### Testo proposto:
Diego Alverà racconta. La scelta etica di Giorgio Ambrosoli.

Giorgio Ambrosoli era un uomo di grandi principi. Aveva una vita e una famiglia a cui teneva moltissimo, aveva passioni e affetti da cui mai si sarebbe separato. Ambrosoli si era scelto una professione difficile e complicata, soprattutto se la si esercita con etica, rigore, senso civico e rispetto. Era stimato da tutti, da colleghi e clienti, perché gli incarichi professionali li portava sempre a termine con perizia e diligenza. Ambrosoli era uomo di saldi ideali. A questi aveva ancorato la sua esistenza e la sua carriera.

Un professionista serio e affidabile

Giorgio Ambrosoli faceva il suo dovere accettando e portando a termine molti incarichi per conto del tribunale. In quell’Italia opaca significava tenere la schiena dritta, non lasciare mai nulla al caso, evitando amicizie imbarazzanti e rimanendo alla larga da un’inquietante giostra di piaceri e favori. L’avvocato Ambrosoli era stimato anche per questo, per quella sobria serietà professionale che gli permetteva sempre di mantenere una condotta e un contegno consono alla delicatezza dei suoi uffici.

### Dati archiviati:
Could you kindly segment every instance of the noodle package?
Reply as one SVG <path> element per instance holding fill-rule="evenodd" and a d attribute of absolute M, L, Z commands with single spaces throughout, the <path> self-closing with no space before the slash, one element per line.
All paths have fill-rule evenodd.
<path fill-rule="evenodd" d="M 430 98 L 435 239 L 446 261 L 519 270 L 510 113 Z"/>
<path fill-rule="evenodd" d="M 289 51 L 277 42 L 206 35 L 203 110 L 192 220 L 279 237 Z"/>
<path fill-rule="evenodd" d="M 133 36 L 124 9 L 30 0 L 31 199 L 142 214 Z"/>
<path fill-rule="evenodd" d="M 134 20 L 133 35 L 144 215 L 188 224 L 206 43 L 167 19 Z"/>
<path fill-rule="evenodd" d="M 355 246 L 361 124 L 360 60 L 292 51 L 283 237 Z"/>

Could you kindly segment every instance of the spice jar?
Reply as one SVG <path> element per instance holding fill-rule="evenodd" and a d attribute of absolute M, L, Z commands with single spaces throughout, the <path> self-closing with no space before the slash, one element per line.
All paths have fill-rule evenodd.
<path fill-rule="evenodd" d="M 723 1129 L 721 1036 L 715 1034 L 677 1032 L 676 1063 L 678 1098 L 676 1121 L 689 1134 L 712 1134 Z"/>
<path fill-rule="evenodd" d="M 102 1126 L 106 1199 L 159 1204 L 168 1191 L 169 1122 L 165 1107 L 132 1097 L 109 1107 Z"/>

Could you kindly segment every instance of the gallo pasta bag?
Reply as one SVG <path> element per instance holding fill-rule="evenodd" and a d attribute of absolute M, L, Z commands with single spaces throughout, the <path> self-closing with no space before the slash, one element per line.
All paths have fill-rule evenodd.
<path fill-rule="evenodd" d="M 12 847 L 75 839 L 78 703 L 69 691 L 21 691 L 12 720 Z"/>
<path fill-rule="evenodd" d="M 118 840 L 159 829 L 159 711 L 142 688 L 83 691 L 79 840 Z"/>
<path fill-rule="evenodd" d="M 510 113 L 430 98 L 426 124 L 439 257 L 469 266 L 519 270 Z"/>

### Compiti da svolgere:
(a) Trascrivi dal testo su Giorgio Ambrosoli il brano che comincia con "Giorgio Ambrosoli era" e prosegue fino a "la sua carriera.".
(b) Per favore, rispondi a queste domande sul testo su Giorgio Ambrosoli:
(i) Da chi era stimato Ambrosoli?
(ii) Per conto di chi accettava e portava a termine molti incarichi?
(iii) Con quali qualità portava a termine gli incarichi professionali?
Le voci qui non hanno alcun ruolo.

### Elenco soluzioni:
(a)
Giorgio Ambrosoli era un uomo di grandi principi. Aveva una vita e una famiglia a cui teneva moltissimo, aveva passioni e affetti da cui mai si sarebbe separato. Ambrosoli si era scelto una professione difficile e complicata, soprattutto se la si esercita con etica, rigore, senso civico e rispetto. Era stimato da tutti, da colleghi e clienti, perché gli incarichi professionali li portava sempre a termine con perizia e diligenza. Ambrosoli era uomo di saldi ideali. A questi aveva ancorato la sua esistenza e la sua carriera.

(b)
(i) Da tutti, da colleghi e clienti.
(ii) Per conto del tribunale.
(iii) Con perizia e diligenza.